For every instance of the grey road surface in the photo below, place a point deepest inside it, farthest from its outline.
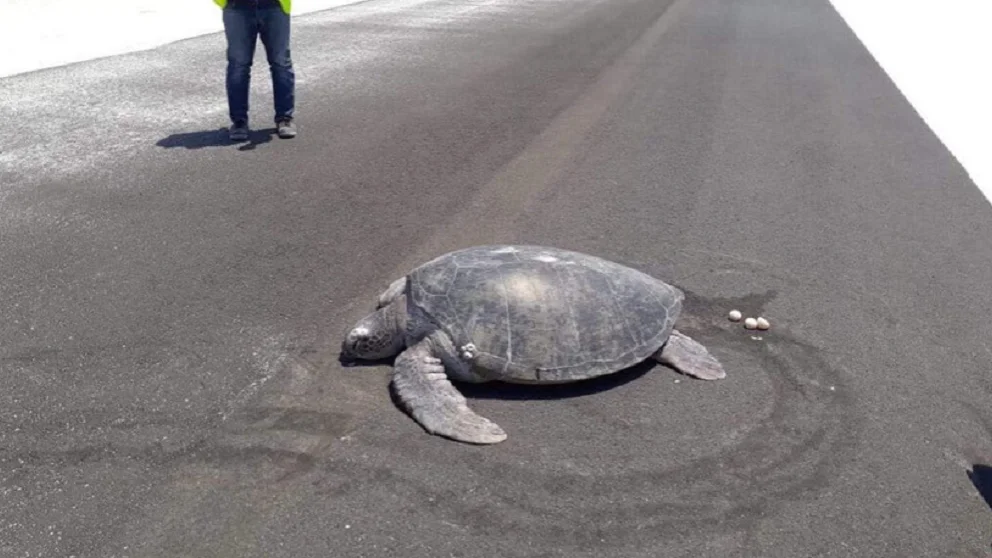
(171, 306)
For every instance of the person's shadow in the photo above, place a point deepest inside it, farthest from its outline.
(981, 477)
(216, 138)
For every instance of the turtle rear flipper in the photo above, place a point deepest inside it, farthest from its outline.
(425, 392)
(689, 357)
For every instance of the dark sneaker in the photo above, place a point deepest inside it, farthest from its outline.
(286, 128)
(239, 131)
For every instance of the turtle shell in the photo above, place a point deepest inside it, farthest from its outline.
(544, 315)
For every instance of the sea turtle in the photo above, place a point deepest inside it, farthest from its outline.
(519, 314)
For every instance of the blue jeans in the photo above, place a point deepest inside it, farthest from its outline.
(242, 26)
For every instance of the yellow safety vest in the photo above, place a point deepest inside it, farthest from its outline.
(286, 4)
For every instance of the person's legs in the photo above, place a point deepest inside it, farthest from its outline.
(275, 33)
(241, 29)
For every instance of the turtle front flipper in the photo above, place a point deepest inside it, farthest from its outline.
(689, 357)
(425, 392)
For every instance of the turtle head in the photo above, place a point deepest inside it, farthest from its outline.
(379, 335)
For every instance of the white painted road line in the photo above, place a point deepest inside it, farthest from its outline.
(938, 56)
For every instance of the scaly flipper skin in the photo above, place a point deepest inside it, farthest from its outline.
(425, 392)
(689, 357)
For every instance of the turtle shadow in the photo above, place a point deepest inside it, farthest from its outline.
(538, 392)
(981, 477)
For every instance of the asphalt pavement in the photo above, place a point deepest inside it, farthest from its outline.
(172, 305)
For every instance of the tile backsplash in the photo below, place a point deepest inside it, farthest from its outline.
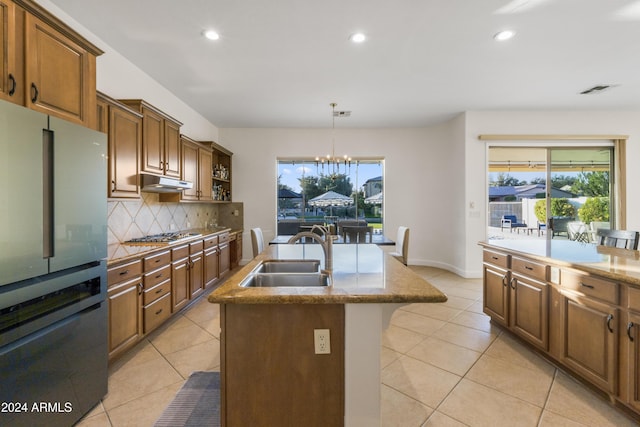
(137, 218)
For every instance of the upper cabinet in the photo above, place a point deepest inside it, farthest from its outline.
(124, 128)
(160, 140)
(11, 53)
(221, 179)
(45, 65)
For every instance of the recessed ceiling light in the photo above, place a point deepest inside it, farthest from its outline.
(211, 35)
(504, 35)
(357, 37)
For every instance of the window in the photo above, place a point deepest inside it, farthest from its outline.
(313, 191)
(553, 192)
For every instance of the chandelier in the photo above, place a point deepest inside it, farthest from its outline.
(333, 163)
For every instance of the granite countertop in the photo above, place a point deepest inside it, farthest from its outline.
(362, 273)
(615, 264)
(121, 252)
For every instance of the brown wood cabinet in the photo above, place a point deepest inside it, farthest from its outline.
(196, 167)
(45, 65)
(516, 296)
(160, 140)
(124, 129)
(124, 295)
(271, 374)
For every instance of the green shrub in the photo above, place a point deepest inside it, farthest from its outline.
(594, 209)
(559, 207)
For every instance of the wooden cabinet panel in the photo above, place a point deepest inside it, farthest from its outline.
(590, 339)
(125, 321)
(633, 379)
(11, 52)
(296, 387)
(156, 313)
(592, 286)
(529, 305)
(179, 284)
(60, 73)
(496, 294)
(171, 148)
(211, 260)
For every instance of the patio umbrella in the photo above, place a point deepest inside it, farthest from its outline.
(331, 198)
(376, 199)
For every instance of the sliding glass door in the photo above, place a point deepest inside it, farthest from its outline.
(540, 192)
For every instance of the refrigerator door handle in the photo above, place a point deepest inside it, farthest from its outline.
(47, 185)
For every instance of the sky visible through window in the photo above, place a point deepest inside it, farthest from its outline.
(359, 172)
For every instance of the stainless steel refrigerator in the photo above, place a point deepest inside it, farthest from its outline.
(53, 234)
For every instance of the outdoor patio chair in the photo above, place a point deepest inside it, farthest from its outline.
(511, 222)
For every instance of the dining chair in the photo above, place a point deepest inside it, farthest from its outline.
(257, 241)
(624, 239)
(402, 245)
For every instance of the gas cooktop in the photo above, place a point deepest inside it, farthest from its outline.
(162, 238)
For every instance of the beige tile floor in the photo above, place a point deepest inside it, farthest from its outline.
(442, 365)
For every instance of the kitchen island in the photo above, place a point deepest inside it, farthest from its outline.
(270, 372)
(578, 304)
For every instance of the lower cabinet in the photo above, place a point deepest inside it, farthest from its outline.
(589, 339)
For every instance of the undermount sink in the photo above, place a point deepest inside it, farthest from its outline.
(288, 266)
(286, 280)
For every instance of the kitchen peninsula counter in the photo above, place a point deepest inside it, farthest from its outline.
(362, 273)
(122, 252)
(611, 263)
(271, 371)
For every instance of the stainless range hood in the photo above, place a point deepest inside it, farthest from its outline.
(163, 184)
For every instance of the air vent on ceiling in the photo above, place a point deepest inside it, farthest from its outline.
(596, 89)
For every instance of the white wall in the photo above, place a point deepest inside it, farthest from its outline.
(419, 168)
(550, 123)
(121, 79)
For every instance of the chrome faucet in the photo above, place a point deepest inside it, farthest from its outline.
(326, 243)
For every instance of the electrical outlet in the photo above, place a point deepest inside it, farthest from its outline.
(322, 340)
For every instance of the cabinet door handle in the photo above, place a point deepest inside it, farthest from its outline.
(34, 92)
(609, 319)
(12, 80)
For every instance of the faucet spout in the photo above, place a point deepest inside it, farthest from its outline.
(326, 244)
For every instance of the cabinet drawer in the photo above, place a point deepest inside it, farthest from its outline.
(153, 278)
(634, 298)
(180, 252)
(154, 261)
(592, 286)
(157, 312)
(196, 247)
(158, 291)
(124, 272)
(529, 268)
(210, 242)
(496, 258)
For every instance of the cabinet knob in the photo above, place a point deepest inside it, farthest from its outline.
(12, 80)
(609, 319)
(34, 93)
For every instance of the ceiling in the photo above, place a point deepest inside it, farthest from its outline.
(281, 63)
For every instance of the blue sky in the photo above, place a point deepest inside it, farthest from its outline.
(358, 173)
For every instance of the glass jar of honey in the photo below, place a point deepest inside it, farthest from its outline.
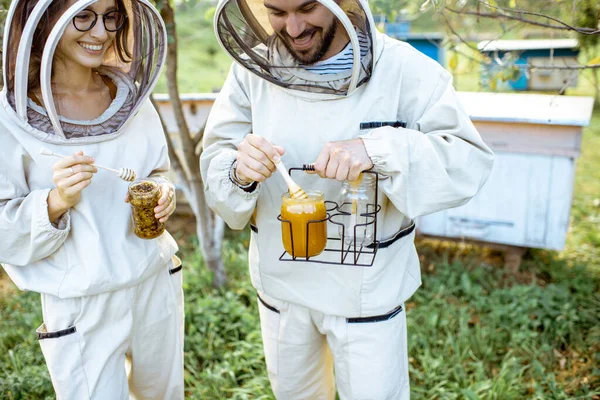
(304, 224)
(143, 197)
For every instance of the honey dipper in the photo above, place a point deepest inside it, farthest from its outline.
(127, 174)
(295, 190)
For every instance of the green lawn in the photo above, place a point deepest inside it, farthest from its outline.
(474, 332)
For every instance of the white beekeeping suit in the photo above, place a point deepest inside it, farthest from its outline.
(108, 297)
(310, 311)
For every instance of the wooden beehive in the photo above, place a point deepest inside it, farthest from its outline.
(526, 201)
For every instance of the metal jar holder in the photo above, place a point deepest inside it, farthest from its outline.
(361, 255)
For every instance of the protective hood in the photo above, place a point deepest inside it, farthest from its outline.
(135, 78)
(244, 31)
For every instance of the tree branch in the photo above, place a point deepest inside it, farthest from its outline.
(565, 26)
(176, 166)
(187, 146)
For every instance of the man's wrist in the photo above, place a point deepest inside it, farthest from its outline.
(239, 181)
(233, 177)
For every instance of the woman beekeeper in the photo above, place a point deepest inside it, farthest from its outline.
(77, 79)
(301, 90)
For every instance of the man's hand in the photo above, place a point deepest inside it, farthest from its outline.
(343, 160)
(255, 159)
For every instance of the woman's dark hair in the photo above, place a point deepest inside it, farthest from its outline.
(47, 22)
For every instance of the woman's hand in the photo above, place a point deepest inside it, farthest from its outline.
(166, 203)
(71, 175)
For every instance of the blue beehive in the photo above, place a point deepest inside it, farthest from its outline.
(429, 43)
(526, 55)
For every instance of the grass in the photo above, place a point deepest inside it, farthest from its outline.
(474, 332)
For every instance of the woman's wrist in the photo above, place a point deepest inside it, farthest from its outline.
(56, 206)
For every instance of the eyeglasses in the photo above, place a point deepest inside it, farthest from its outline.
(86, 20)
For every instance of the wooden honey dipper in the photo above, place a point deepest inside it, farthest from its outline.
(127, 174)
(295, 190)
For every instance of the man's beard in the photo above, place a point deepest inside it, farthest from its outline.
(317, 51)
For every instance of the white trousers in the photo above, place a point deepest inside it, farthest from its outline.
(303, 348)
(117, 345)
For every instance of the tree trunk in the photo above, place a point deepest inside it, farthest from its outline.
(209, 227)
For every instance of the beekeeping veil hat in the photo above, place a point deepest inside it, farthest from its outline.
(146, 42)
(244, 31)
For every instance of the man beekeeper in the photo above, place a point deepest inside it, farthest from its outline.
(315, 82)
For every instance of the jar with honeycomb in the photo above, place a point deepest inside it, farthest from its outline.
(143, 197)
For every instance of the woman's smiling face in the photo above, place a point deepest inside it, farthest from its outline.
(87, 48)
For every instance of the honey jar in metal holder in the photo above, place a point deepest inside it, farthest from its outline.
(352, 226)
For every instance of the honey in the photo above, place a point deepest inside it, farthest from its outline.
(143, 197)
(301, 217)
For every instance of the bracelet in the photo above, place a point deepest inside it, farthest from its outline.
(237, 181)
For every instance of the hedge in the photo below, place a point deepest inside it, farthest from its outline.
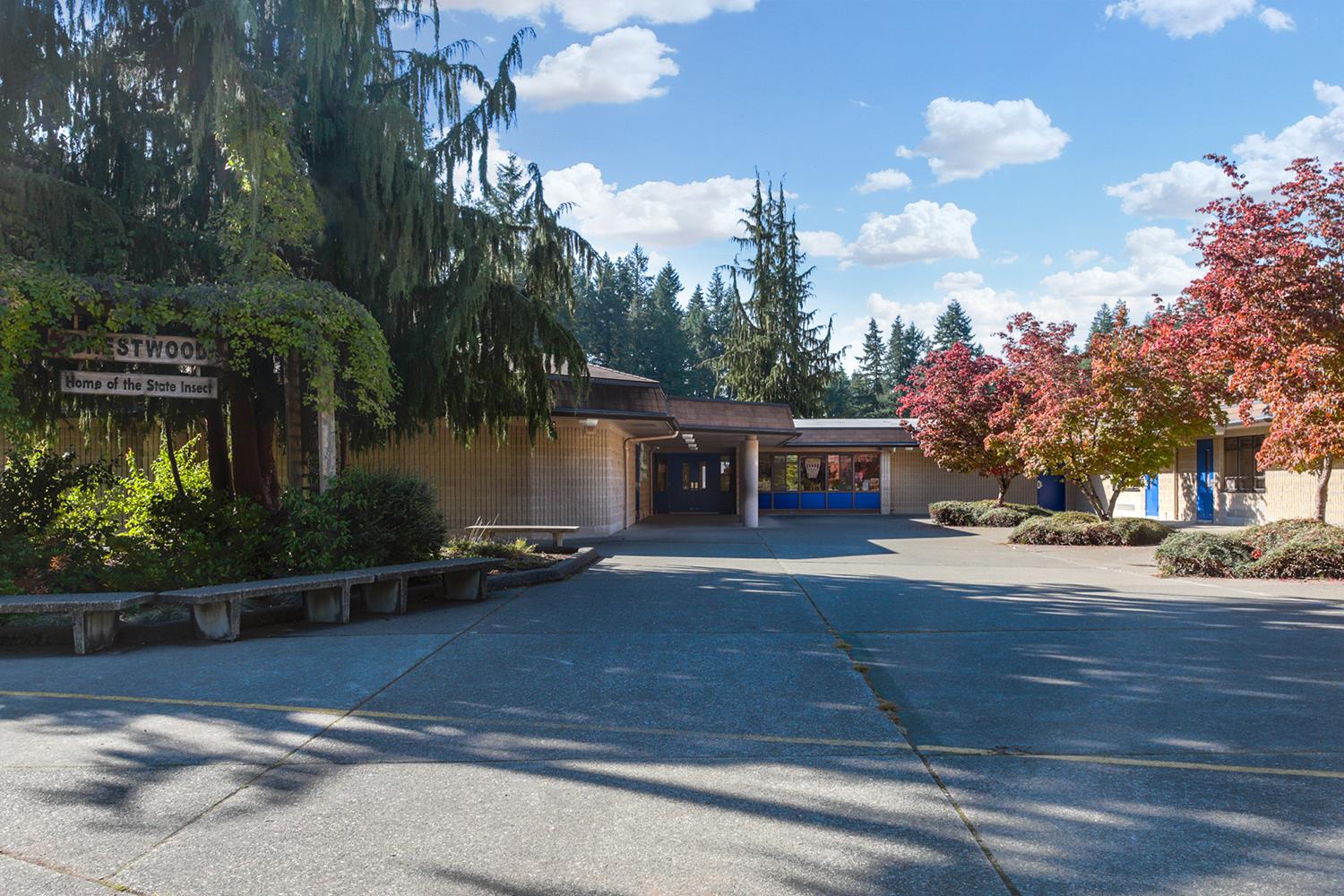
(1080, 528)
(1281, 549)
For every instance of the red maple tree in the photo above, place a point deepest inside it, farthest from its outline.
(1271, 309)
(1107, 417)
(964, 408)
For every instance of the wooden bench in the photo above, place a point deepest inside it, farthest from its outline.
(461, 579)
(94, 616)
(217, 608)
(558, 532)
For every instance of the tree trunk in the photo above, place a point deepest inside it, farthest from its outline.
(249, 477)
(1097, 501)
(1322, 487)
(217, 449)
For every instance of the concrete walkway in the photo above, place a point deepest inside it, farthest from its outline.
(688, 718)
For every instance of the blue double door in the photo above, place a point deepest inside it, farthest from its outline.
(695, 482)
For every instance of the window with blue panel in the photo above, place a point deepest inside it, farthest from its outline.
(820, 481)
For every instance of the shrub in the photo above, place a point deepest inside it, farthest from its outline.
(973, 513)
(1314, 552)
(1004, 517)
(1086, 530)
(1202, 554)
(363, 520)
(953, 512)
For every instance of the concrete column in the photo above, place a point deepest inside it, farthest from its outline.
(889, 481)
(750, 470)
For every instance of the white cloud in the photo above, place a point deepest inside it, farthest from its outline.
(924, 231)
(1185, 185)
(1159, 263)
(822, 244)
(659, 214)
(884, 179)
(1276, 19)
(967, 137)
(1176, 193)
(1183, 18)
(620, 66)
(599, 15)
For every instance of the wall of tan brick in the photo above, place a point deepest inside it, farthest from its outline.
(917, 482)
(575, 479)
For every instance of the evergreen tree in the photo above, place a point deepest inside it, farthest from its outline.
(599, 314)
(722, 298)
(702, 344)
(954, 327)
(871, 383)
(658, 340)
(239, 142)
(773, 351)
(1104, 322)
(839, 394)
(906, 347)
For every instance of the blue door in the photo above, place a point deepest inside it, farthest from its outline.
(1204, 481)
(1050, 492)
(694, 482)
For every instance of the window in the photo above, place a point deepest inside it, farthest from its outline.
(814, 473)
(1241, 473)
(867, 473)
(840, 473)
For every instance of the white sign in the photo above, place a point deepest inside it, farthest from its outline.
(137, 384)
(137, 349)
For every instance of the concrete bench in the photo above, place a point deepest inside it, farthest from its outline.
(94, 616)
(461, 578)
(217, 608)
(558, 532)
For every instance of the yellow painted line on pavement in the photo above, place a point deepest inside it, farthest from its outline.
(685, 732)
(465, 720)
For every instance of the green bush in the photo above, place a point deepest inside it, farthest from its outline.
(363, 520)
(1077, 528)
(1202, 554)
(975, 512)
(1316, 552)
(953, 512)
(1279, 549)
(1003, 517)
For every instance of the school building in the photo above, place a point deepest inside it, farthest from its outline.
(626, 452)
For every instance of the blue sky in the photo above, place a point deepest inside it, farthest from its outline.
(1018, 156)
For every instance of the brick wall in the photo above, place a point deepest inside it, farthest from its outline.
(917, 482)
(575, 479)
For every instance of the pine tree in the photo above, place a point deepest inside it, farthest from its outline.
(1104, 322)
(659, 344)
(954, 327)
(702, 344)
(839, 394)
(871, 384)
(239, 142)
(773, 352)
(599, 314)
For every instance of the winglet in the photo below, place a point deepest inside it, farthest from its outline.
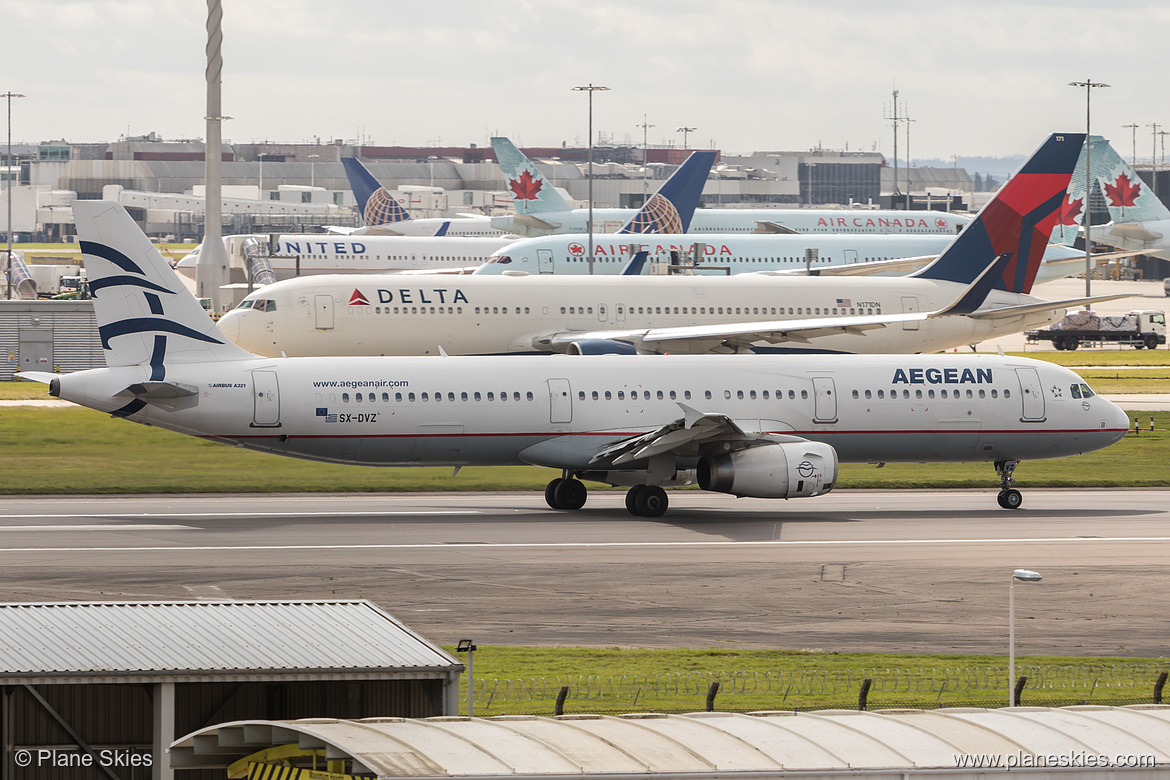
(670, 208)
(374, 201)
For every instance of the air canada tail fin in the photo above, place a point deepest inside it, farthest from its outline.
(531, 192)
(1017, 221)
(145, 316)
(670, 208)
(1127, 197)
(374, 201)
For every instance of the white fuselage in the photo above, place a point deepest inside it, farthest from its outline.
(729, 254)
(496, 315)
(559, 411)
(307, 255)
(750, 220)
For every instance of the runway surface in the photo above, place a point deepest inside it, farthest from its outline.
(880, 571)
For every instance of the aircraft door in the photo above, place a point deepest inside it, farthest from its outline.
(544, 261)
(323, 306)
(909, 304)
(267, 400)
(561, 401)
(825, 399)
(1032, 394)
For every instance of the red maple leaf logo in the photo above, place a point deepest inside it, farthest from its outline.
(1071, 212)
(1123, 191)
(525, 187)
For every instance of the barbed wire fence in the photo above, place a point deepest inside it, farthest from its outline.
(986, 685)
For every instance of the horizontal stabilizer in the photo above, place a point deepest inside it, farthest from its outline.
(1045, 305)
(765, 226)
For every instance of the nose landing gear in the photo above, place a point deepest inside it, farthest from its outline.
(1009, 497)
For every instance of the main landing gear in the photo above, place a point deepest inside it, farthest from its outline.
(568, 492)
(565, 492)
(647, 501)
(1009, 497)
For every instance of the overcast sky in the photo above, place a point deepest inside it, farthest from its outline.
(985, 77)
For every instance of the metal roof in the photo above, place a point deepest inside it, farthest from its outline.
(707, 743)
(213, 640)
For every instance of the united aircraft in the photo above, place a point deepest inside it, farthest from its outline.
(755, 426)
(542, 211)
(266, 259)
(950, 303)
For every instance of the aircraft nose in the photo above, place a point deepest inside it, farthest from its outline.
(229, 325)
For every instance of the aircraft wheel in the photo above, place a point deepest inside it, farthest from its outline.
(550, 492)
(570, 494)
(652, 502)
(632, 499)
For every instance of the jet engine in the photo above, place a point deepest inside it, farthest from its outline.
(785, 470)
(601, 346)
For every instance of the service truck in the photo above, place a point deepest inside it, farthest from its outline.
(1138, 329)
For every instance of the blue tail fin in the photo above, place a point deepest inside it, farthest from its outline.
(531, 192)
(145, 315)
(374, 201)
(1017, 221)
(670, 208)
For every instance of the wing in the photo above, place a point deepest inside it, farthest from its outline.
(694, 434)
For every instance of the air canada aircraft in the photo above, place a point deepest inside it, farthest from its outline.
(950, 303)
(542, 211)
(756, 426)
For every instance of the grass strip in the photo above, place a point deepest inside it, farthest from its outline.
(527, 680)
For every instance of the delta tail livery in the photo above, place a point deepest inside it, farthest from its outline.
(757, 426)
(951, 303)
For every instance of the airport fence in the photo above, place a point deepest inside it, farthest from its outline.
(823, 689)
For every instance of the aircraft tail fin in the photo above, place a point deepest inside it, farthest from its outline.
(531, 192)
(1126, 194)
(1017, 221)
(670, 208)
(374, 201)
(145, 315)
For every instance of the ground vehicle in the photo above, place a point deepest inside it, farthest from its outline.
(1140, 329)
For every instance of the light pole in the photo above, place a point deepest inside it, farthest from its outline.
(468, 647)
(7, 296)
(312, 170)
(1024, 575)
(1088, 84)
(1133, 159)
(261, 158)
(646, 146)
(591, 89)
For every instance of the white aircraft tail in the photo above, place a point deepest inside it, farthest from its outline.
(145, 315)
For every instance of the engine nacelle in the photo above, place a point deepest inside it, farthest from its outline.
(787, 470)
(601, 346)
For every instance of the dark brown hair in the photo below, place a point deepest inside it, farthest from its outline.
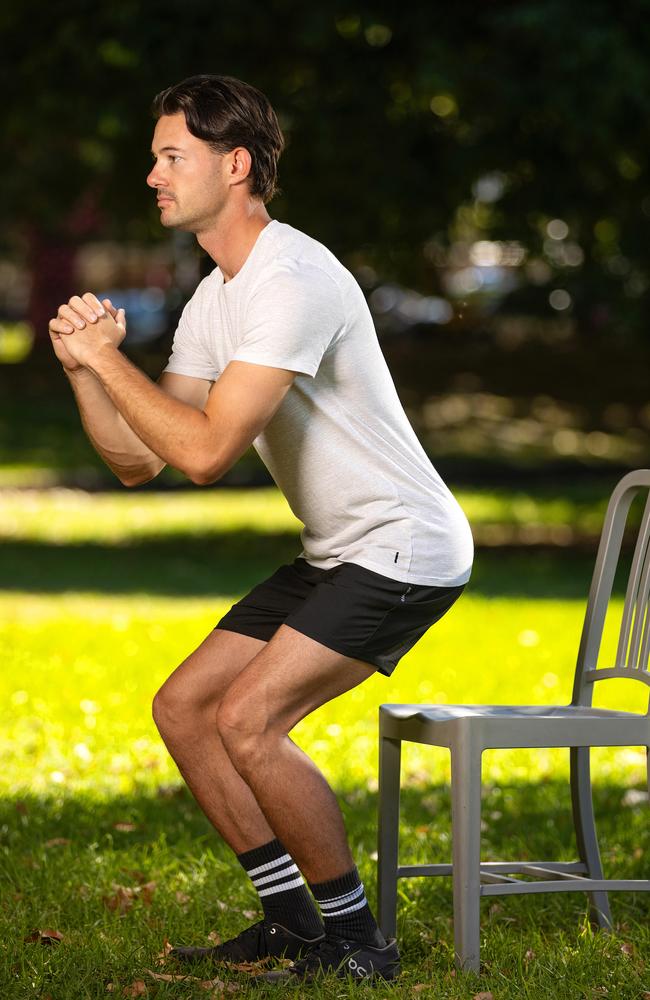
(226, 113)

= = =

Aim of the task
Copy verbatim the span that opens at the line with "For every instance of the aircraft tail" and closes at the final line of the listing. Do not carry over any pictures.

The output
For every instance of the aircraft tail fin in the photo above, place a point deepest inside it, farthest from its outline.
(531, 192)
(1126, 194)
(1017, 221)
(670, 208)
(374, 201)
(145, 315)
For every instance of the ground vehicle in the photo above, place a point deepest inside it, farthest from its outline.
(1140, 329)
For every instance of the light pole in the photo above, place a point deepest inside it, farthest from its outline.
(468, 647)
(7, 296)
(312, 170)
(1024, 575)
(1088, 84)
(1133, 159)
(261, 158)
(646, 146)
(591, 89)
For every instance of the white aircraft tail in the photo above, place a point deepest inside it, farthest from its outline.
(145, 315)
For every instance of the engine nacelle in the photo above, place a point deepest inside it, farthest from its outline.
(787, 470)
(601, 346)
For every instance of the dark brown hair in the photo below, place a point deepest inside it, farthest from its outline.
(226, 113)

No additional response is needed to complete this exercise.